> [Work to complete]
Report every line from the following entries that contains the string "find".

> [Data supplied]
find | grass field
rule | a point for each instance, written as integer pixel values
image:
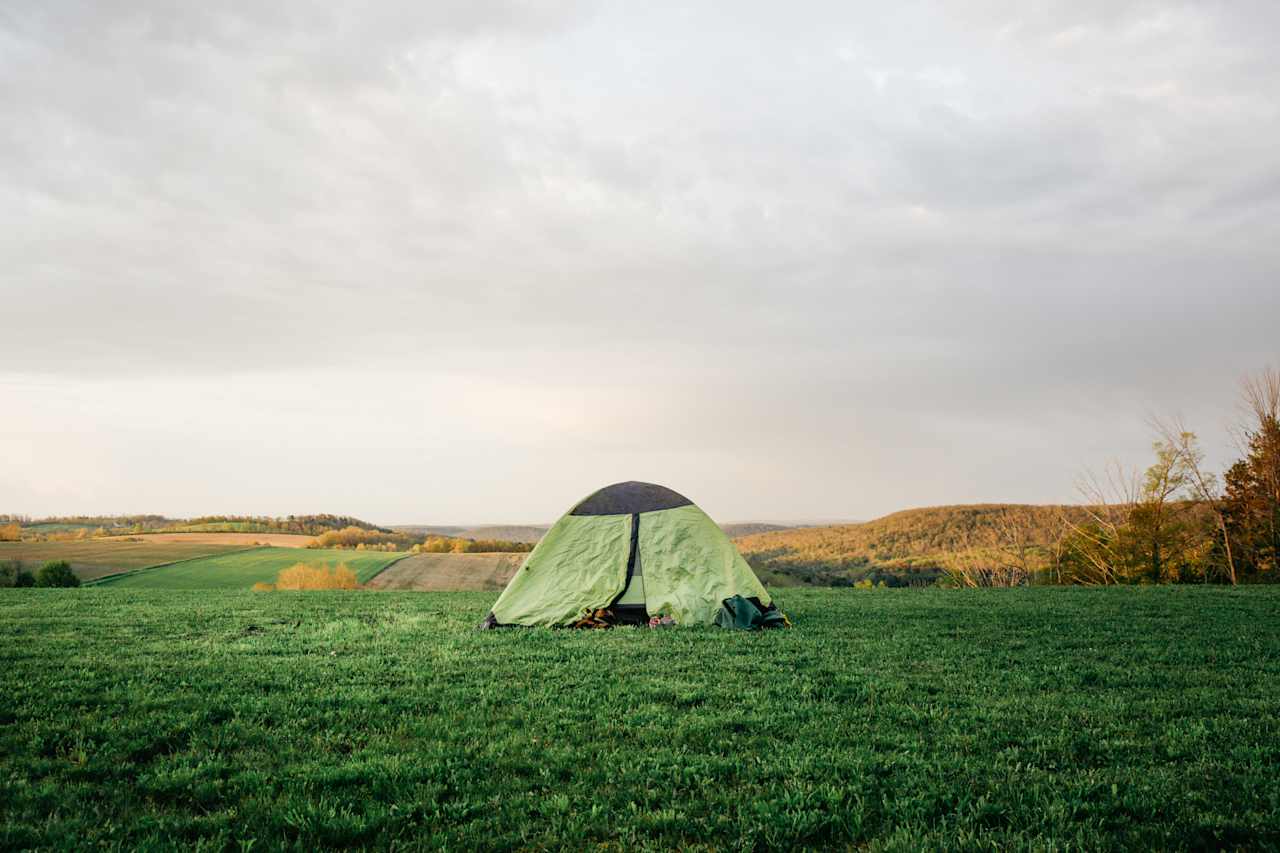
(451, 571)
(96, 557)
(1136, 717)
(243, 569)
---
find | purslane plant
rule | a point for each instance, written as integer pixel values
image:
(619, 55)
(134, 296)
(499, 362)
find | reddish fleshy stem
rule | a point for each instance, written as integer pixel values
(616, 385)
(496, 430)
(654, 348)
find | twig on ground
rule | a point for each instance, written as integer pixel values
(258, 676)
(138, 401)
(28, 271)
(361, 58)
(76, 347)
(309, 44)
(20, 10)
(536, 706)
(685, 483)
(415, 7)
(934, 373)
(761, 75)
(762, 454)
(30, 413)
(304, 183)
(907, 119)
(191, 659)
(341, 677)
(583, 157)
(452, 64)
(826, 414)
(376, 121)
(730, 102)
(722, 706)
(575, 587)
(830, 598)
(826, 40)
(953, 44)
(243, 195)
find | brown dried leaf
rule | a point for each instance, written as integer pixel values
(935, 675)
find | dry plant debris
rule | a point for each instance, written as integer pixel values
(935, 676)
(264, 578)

> [Solved exercise]
find | grass field
find | purslane plant
find | reddish fleshy stem
find | twig on ground
find | brown dried leaf
find | dry plant debris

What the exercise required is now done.